# DATA IN THIS EXERCISE
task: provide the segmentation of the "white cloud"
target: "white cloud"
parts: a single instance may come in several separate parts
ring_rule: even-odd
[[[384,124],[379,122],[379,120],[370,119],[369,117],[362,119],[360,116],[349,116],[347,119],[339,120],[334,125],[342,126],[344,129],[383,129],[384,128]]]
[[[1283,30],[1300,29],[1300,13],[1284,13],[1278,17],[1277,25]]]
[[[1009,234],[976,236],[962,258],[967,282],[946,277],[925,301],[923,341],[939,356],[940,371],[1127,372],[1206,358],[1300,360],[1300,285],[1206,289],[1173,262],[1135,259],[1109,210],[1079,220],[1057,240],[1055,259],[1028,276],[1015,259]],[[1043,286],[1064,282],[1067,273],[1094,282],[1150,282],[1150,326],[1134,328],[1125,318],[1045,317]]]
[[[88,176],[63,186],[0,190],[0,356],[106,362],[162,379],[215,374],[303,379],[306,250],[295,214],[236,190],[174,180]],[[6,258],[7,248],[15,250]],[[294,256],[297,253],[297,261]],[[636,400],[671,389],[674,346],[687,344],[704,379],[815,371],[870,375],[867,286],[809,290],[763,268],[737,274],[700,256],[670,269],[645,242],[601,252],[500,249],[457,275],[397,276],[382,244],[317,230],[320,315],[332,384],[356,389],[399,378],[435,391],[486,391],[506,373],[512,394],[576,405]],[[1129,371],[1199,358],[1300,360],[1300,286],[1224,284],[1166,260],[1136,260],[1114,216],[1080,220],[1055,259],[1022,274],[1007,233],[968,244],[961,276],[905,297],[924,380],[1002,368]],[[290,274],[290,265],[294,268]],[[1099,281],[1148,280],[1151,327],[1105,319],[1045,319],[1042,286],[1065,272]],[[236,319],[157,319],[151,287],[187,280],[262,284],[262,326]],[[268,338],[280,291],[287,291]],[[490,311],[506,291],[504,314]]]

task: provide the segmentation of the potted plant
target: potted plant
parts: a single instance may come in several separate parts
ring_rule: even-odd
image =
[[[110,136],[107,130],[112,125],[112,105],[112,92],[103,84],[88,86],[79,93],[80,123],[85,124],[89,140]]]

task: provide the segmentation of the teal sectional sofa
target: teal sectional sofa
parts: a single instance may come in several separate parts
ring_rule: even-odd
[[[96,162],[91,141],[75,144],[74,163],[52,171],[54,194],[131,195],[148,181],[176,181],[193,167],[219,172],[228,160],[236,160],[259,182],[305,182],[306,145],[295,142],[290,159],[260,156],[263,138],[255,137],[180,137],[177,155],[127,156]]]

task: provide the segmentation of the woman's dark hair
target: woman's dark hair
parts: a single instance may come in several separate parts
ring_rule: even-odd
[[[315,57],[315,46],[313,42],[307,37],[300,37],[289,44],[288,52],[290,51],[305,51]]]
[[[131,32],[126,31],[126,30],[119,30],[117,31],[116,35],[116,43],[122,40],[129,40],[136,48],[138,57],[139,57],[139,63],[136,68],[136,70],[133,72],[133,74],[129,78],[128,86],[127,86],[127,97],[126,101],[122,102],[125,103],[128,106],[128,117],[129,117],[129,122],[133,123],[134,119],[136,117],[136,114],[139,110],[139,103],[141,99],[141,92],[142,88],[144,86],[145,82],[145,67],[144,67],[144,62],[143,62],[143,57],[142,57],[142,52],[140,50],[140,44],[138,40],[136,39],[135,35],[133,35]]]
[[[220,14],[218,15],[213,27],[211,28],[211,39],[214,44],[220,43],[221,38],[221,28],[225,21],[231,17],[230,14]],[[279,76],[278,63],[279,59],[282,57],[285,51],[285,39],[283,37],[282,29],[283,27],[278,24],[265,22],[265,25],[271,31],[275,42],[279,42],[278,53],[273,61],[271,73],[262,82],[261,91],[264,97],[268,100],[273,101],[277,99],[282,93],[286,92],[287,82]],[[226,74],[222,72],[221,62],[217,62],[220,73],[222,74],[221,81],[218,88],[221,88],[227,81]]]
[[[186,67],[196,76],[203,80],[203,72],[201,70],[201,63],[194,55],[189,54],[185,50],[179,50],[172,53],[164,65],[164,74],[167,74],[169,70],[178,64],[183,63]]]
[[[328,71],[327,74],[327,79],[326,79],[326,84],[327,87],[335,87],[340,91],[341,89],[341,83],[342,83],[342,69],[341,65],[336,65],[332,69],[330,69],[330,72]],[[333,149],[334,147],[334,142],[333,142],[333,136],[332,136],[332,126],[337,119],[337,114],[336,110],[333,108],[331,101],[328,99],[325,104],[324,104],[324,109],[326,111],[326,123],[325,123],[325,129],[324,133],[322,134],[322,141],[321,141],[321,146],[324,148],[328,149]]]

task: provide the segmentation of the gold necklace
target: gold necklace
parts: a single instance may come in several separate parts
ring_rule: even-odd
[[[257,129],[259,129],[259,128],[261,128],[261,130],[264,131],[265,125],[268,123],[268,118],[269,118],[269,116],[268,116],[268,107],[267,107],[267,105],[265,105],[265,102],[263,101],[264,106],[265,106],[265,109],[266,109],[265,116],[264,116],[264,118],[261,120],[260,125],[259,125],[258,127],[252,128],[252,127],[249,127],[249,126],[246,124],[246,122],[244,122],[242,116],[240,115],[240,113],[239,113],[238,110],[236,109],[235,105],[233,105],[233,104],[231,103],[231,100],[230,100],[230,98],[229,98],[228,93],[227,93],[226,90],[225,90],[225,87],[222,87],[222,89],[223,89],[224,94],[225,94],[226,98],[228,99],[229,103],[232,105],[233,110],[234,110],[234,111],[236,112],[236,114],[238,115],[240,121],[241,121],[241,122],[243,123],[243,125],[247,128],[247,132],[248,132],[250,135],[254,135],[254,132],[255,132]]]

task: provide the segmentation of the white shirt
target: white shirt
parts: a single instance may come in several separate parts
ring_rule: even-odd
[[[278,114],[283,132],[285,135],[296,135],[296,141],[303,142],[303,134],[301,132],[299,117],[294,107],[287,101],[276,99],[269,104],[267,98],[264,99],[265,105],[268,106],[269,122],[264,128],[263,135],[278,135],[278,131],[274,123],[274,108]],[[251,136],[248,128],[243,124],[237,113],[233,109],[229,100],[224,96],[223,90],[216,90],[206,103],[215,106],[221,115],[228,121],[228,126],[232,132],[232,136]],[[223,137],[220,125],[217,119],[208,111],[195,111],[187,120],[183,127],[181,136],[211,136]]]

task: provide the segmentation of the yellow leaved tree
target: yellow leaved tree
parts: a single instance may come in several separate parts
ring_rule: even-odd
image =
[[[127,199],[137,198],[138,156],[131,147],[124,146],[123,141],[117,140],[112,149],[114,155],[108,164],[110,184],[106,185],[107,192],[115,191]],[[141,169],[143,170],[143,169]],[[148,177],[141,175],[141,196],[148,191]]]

# EXERCISE
Each line above that has the word "white" must be copied.

# TASK ANSWER
task: provide the segmentation of the "white cloud"
target: "white cloud"
task: provide the segmentation of the white shirt
target: white shirt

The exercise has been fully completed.